━━━ Exercise material
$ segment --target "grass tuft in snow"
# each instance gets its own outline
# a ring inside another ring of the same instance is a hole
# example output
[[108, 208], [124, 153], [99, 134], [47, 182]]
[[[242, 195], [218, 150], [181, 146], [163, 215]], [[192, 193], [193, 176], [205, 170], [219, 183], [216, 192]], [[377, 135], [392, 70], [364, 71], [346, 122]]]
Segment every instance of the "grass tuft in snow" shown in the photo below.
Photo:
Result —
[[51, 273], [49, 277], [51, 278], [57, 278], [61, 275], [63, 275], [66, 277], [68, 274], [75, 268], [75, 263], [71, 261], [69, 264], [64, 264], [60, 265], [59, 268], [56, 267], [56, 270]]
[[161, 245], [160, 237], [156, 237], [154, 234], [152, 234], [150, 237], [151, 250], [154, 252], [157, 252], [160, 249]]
━━━━━━
To be done
Reproduce every one of the items above word for word, keeping each line unchanged.

Result of this task
$ segment --target "grass tuft in snow"
# each instance gets its own outline
# a ring inside another ring of the same instance is a hole
# example output
[[108, 208], [124, 153], [99, 134], [47, 182]]
[[[242, 195], [218, 150], [181, 146], [163, 215]], [[192, 193], [193, 176], [205, 170], [219, 183], [216, 192]], [[377, 135], [392, 70], [364, 71], [346, 122]]]
Segment every instance of the "grass tuft in snow" shown in the photo below.
Photo:
Result —
[[51, 273], [49, 277], [51, 278], [57, 278], [61, 275], [63, 275], [66, 277], [68, 274], [75, 268], [75, 263], [71, 261], [69, 264], [64, 264], [60, 265], [59, 268], [56, 267], [56, 270]]
[[161, 245], [160, 237], [156, 237], [154, 234], [152, 234], [150, 237], [151, 250], [154, 252], [157, 252], [160, 249]]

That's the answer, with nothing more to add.